Sebuah bangunan kecil berwarna krem terlihat ramai dipadati turis asing pada Selasa malam, 29 Agustus lalu. Mereka duduk berkelompok mengelilingi meja-meja di dalamnya. Di pintu masuk terlihat beberapa wisatawan berdiri sambil menikmati minuman kaleng di tangan mereka. Tim Jelajah Terumbu Karang Kompas bergabung dengan para wisatawan ini sambil menunggu tersedianya tempat duduk.
Bangunan ini adalah Kafe La Cucina yang menawarkan masakan dengan cita rasa Italia. Letaknya di Jalan Soekarno-Hatta, Labuan Bajo, Kabupaten Manggarai Barat, Nusa Tenggara Timur (NTT). Kafe ini sangat populer dan menjadi salah satu tempat nongkrong yang digemari turis asing di Labuan Bajo. Pengamatan kami setelah mendapat tempat duduk, semua pengunjung kafe malam itu adalah turis asing dari berbagai negara. Hanya kami berempat dan para pelayan kafe yang berkebangsaan Indonesia.
◇ ◇ ◇ ◇ ◇ ◇ ◇
Tugas untuk Diselesaikan |
[1] Sebutkan semua unsur lokasi Kafe La Cucina yang tercantum dalam cuplikan teks tentang kafe tersebut.
[2] Menurut cuplikan teks tentang Kafe La Cucina, kapan bangunan kafe itu terlihat ramai dipadati turis asing?
[3] Tuliskan lanjutan cuplikan teks tentang Kafe La Cucina mulai setelah kalimat terakhirnya.
Data tidak berhubungan dengan cuplikan teks tentang Kafe La Cucina.
◇ ◇ ◇ ◇ ◇ ◇ ◇
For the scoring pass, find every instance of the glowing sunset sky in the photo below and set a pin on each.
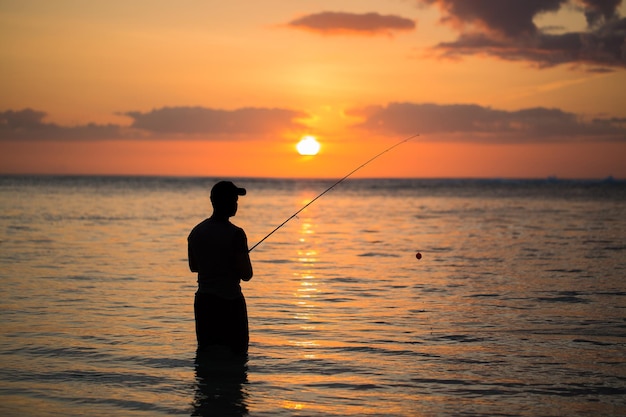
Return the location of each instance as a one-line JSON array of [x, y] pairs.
[[515, 88]]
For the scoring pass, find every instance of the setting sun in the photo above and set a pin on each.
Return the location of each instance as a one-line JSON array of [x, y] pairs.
[[308, 146]]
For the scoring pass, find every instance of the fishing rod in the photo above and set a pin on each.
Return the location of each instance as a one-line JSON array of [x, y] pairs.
[[330, 188]]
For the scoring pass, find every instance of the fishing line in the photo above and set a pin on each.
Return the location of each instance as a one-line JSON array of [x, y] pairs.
[[330, 188]]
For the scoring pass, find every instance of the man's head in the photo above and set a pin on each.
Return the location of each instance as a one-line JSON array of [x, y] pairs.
[[224, 196]]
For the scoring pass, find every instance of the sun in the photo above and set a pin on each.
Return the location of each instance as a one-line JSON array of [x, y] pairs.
[[308, 145]]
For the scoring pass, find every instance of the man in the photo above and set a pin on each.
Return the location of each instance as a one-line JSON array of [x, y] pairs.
[[218, 252]]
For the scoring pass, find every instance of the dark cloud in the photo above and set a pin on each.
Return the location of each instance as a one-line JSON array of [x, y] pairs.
[[506, 29], [339, 22], [470, 122], [200, 120], [29, 124]]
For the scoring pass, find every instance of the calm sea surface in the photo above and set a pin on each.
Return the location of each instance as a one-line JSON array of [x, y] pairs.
[[517, 308]]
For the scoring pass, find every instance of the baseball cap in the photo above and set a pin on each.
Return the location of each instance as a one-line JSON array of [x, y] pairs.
[[226, 189]]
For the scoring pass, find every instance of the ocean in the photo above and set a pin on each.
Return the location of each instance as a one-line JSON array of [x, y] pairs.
[[516, 308]]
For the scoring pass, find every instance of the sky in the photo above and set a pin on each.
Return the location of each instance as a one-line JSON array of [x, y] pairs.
[[495, 89]]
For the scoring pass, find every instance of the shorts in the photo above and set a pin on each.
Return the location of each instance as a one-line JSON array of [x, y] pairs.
[[221, 322]]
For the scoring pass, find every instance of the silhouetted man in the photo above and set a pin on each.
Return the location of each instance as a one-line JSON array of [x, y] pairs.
[[218, 252]]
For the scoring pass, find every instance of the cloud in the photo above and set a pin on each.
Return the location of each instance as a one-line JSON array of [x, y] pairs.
[[29, 124], [351, 23], [471, 122], [200, 120], [506, 29]]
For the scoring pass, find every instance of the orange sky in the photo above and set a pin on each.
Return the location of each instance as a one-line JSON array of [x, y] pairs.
[[154, 87]]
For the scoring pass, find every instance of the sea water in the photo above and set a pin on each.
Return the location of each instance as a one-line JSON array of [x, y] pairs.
[[517, 307]]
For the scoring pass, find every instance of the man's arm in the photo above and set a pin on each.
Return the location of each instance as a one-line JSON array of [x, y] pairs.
[[193, 266]]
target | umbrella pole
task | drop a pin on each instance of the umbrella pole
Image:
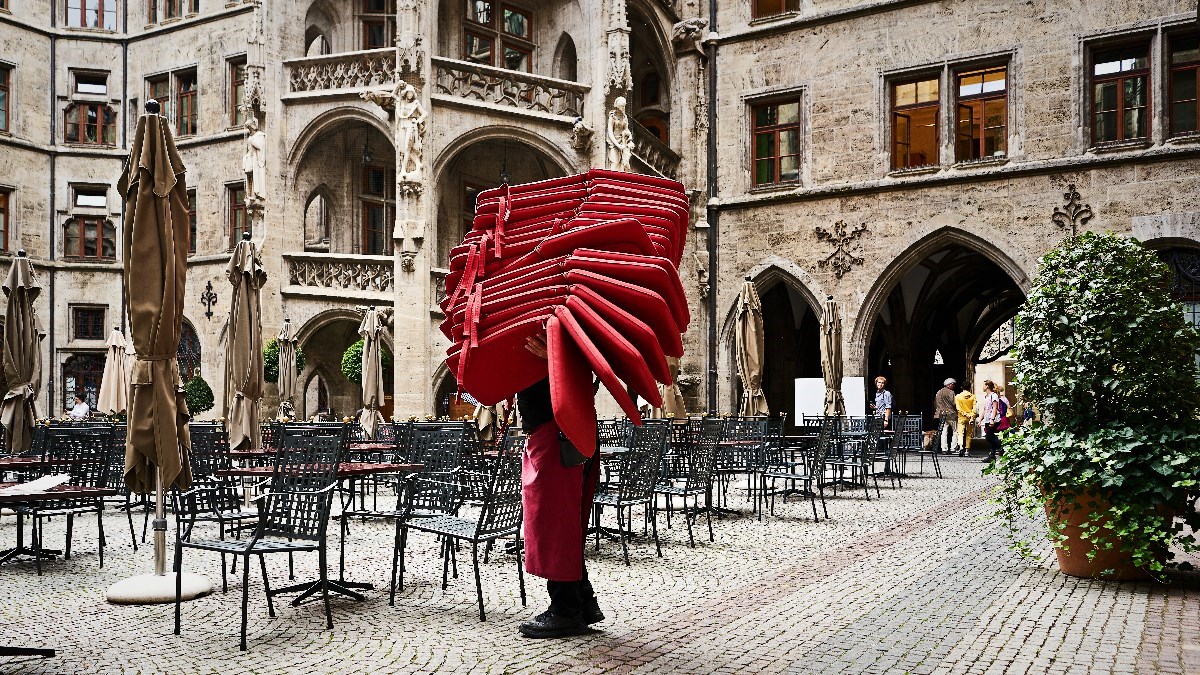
(160, 526)
(160, 586)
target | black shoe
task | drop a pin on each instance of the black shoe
(592, 613)
(550, 625)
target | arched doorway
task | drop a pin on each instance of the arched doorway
(479, 166)
(937, 321)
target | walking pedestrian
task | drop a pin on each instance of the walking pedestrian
(558, 484)
(947, 413)
(883, 400)
(964, 404)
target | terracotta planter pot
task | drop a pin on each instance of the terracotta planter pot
(1073, 560)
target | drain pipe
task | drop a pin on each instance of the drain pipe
(713, 214)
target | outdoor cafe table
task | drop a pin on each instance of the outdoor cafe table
(346, 471)
(53, 494)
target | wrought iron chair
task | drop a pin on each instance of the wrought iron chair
(696, 478)
(84, 454)
(639, 469)
(801, 470)
(294, 518)
(499, 515)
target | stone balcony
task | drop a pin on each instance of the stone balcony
(335, 76)
(340, 276)
(653, 154)
(463, 83)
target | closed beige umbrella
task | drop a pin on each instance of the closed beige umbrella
(155, 255)
(22, 354)
(154, 249)
(672, 399)
(244, 347)
(114, 384)
(372, 372)
(831, 357)
(751, 351)
(287, 380)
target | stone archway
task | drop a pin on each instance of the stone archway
(929, 317)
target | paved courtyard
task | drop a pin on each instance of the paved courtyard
(916, 581)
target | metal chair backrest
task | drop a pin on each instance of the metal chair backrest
(501, 512)
(83, 453)
(300, 494)
(210, 448)
(640, 464)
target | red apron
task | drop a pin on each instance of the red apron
(557, 507)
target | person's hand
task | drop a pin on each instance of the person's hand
(537, 345)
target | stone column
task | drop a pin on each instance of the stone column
(411, 324)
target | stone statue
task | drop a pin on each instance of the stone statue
(411, 118)
(621, 137)
(253, 162)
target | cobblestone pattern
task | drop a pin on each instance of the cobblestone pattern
(916, 581)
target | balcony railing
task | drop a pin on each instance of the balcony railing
(653, 153)
(371, 274)
(348, 70)
(509, 89)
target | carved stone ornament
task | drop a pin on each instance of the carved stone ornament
(687, 34)
(841, 260)
(581, 136)
(1073, 214)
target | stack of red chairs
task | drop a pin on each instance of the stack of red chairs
(591, 260)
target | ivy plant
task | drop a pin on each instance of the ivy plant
(1110, 362)
(271, 359)
(352, 362)
(198, 395)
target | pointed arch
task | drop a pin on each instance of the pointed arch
(925, 246)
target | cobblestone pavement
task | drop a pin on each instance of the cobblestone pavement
(916, 581)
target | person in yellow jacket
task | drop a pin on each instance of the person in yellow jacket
(964, 404)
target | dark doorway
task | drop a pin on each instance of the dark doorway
(793, 348)
(935, 322)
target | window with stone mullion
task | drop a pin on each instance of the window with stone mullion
(498, 35)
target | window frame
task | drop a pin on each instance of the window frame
(983, 97)
(237, 210)
(775, 129)
(1171, 69)
(1146, 46)
(5, 221)
(81, 221)
(499, 37)
(237, 91)
(106, 123)
(369, 17)
(895, 111)
(96, 322)
(755, 13)
(106, 11)
(192, 221)
(5, 97)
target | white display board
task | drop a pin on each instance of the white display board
(810, 396)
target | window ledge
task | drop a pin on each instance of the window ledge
(773, 18)
(1185, 138)
(915, 171)
(1120, 145)
(774, 186)
(982, 162)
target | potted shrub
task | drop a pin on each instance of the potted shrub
(1110, 362)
◇ ◇ ◇ ◇ ◇ ◇ ◇
Daftar Jawaban |
[1] Jalan Soekarno-Hatta; Labuan Bajo; Kabupaten Manggarai Barat; Nusa Tenggara Timur (NTT)

[2] Pada Selasa malam, 29 Agustus.

[3]
Kafe La Cucina merepresentasikan cita rasa asing dalam bisnis pariwisata di Manggarai Barat. Dari daftar menu yang disodorkan kepada pengunjung, mayoritas makanan yang ditawarkan di sini adalah makanan Italia. Menu utama yang disajikan adalah pizza.
La Cucina merupakan salah satu model bisnis pariwisata yang menggunakan investasi asing di Labuan Bajo. Dalam empat tahun terakhir, sektor pariwisata di Labuan Bajo menjadi primadona para investor asing ataupun dalam negeri dan paling tinggi kenaikan nilai investasinya. “Dari semua perizinan investasi yang masuk ke sini, hampir semuanya bergerak di sektor pariwisata. Investasinya meningkat setelah Sail Komodo tahun 2013,” kata Abdurrahman, Sekretaris Dinas Penanaman Modal dan Perizinan Terpadu Satu Pintu (PMPTSP) Kabupaten Manggarai Barat.
Dari data realisasi penanaman modal asing (PMA) dan penanaman modal dalam negeri (PMDN), terlihat sekali peningkatan nilai investasi pada sektor pariwisata. Dari 58 PMA yang tercatat di Manggarai Barat pada 2017, investasi di sektor pariwisata sebanyak 45 investor (77,6 persen). Sisanya adalah investasi di sektor pertambangan dan budidaya mutiara. Dari 45 PMA sektor pariwisata, 33 sudah aktif, sementara 12 lainnya belum operasional dan masih dalam proses perizinan.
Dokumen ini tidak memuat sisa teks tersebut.